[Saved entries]
—————

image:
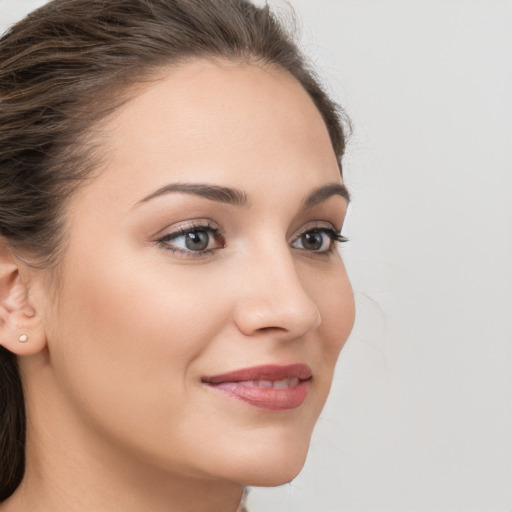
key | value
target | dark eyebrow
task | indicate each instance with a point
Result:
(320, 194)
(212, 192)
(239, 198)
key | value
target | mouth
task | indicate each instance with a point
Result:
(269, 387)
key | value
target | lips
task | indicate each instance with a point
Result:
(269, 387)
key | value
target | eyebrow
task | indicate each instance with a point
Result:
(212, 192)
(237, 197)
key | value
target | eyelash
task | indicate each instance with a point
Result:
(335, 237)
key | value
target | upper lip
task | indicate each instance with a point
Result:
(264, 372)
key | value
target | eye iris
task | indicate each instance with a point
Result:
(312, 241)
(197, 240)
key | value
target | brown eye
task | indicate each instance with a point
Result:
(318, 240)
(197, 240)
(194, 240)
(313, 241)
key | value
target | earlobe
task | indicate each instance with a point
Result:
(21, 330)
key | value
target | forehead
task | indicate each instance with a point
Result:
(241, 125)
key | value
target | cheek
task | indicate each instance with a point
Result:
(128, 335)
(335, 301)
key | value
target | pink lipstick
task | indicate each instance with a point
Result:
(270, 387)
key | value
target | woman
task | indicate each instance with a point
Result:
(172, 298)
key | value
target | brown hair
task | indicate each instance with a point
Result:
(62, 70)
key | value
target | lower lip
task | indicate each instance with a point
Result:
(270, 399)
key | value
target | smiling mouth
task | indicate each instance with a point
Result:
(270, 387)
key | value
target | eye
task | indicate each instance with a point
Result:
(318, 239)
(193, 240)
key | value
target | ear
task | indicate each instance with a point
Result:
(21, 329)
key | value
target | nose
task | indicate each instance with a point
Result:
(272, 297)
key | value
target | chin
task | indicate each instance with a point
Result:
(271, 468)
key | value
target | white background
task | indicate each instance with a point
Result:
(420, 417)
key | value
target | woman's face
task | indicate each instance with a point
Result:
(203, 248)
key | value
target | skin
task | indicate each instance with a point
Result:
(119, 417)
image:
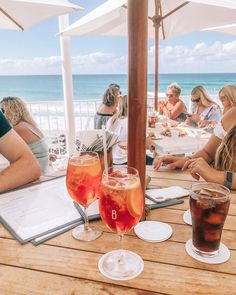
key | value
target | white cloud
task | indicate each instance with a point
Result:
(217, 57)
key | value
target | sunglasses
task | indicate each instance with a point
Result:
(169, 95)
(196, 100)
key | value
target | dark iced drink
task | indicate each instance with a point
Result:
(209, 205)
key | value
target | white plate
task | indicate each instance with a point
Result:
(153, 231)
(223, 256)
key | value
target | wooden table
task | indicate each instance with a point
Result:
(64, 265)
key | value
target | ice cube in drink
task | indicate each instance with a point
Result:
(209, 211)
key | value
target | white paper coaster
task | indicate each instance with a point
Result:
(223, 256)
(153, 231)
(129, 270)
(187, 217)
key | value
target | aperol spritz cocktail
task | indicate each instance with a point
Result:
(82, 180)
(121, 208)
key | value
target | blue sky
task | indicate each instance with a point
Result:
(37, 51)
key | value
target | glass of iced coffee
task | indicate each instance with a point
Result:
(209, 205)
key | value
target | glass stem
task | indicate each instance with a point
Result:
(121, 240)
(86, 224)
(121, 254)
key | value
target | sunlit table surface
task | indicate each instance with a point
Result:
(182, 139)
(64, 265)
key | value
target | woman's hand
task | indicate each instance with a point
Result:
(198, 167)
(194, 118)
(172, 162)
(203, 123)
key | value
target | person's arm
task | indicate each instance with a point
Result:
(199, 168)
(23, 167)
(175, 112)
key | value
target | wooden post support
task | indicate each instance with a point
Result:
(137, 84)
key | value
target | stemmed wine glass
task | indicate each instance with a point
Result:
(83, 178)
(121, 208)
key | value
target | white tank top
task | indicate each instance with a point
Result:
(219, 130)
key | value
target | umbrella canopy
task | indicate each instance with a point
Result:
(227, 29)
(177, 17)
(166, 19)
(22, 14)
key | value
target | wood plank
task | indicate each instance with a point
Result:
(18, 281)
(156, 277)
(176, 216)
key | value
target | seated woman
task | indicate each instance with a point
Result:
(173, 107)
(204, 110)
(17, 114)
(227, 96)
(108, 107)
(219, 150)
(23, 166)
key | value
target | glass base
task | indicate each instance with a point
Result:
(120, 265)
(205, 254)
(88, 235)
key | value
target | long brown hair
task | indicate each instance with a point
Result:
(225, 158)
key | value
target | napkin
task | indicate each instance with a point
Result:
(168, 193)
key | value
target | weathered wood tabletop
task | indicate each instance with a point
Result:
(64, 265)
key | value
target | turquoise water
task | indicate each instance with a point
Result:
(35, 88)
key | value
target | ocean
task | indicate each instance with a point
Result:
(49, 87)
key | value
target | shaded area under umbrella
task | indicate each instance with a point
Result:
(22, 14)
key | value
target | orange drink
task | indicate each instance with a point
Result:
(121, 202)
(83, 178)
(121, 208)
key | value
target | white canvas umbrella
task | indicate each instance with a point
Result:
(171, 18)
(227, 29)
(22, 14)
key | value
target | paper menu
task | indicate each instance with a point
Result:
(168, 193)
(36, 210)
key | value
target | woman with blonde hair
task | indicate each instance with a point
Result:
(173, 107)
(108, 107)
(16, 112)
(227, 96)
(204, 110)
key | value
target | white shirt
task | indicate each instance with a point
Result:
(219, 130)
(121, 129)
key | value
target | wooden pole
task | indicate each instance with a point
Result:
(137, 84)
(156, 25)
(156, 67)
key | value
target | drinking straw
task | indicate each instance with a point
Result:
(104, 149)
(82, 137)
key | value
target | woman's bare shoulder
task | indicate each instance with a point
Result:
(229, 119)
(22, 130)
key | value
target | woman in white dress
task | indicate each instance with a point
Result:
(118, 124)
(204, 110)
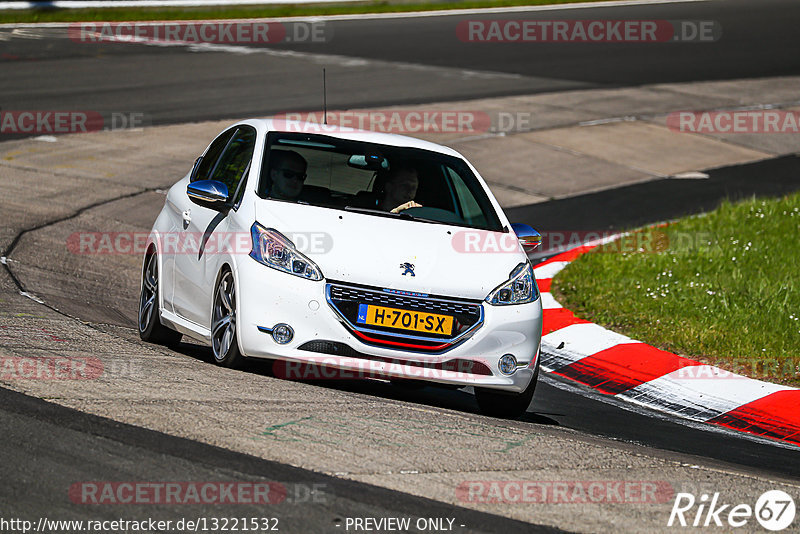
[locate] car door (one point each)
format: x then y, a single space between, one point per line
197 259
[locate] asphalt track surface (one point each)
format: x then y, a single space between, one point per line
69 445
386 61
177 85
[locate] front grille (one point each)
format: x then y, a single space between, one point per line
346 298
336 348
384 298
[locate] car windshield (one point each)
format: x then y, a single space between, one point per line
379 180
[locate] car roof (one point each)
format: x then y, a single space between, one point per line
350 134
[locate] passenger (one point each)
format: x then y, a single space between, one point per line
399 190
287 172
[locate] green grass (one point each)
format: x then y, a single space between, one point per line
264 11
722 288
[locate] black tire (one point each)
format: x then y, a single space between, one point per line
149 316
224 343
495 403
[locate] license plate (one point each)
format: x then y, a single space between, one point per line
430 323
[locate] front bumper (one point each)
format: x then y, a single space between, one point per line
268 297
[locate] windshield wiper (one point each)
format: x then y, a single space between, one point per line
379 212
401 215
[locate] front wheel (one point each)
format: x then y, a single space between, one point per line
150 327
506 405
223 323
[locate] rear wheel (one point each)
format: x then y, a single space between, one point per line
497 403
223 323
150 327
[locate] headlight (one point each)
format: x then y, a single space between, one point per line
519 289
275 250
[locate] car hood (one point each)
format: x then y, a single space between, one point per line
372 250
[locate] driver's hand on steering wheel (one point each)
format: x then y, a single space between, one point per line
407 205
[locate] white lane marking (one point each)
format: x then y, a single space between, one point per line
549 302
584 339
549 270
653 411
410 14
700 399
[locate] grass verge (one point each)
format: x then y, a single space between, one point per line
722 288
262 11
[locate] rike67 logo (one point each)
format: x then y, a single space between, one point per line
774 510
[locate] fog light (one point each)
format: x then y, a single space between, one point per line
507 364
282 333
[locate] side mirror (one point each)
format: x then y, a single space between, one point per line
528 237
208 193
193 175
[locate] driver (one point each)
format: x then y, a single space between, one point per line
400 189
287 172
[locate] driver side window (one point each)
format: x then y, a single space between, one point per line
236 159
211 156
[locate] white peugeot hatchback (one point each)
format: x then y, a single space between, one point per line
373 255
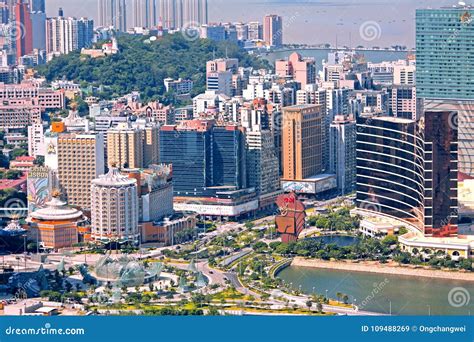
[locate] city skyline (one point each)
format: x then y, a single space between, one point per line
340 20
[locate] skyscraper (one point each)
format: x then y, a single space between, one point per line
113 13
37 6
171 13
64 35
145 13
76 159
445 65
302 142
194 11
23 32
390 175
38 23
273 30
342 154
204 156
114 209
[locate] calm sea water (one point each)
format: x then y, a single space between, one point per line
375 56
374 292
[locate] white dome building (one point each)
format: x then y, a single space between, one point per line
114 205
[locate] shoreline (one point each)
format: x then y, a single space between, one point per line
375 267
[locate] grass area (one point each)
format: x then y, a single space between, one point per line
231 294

—————

**PROBLEM**: Going through the data above, return each line with the word "area".

**SOLUTION TO THIS EXERCISE**:
target | shaded area under umbrella
[locate] grass area (one point each)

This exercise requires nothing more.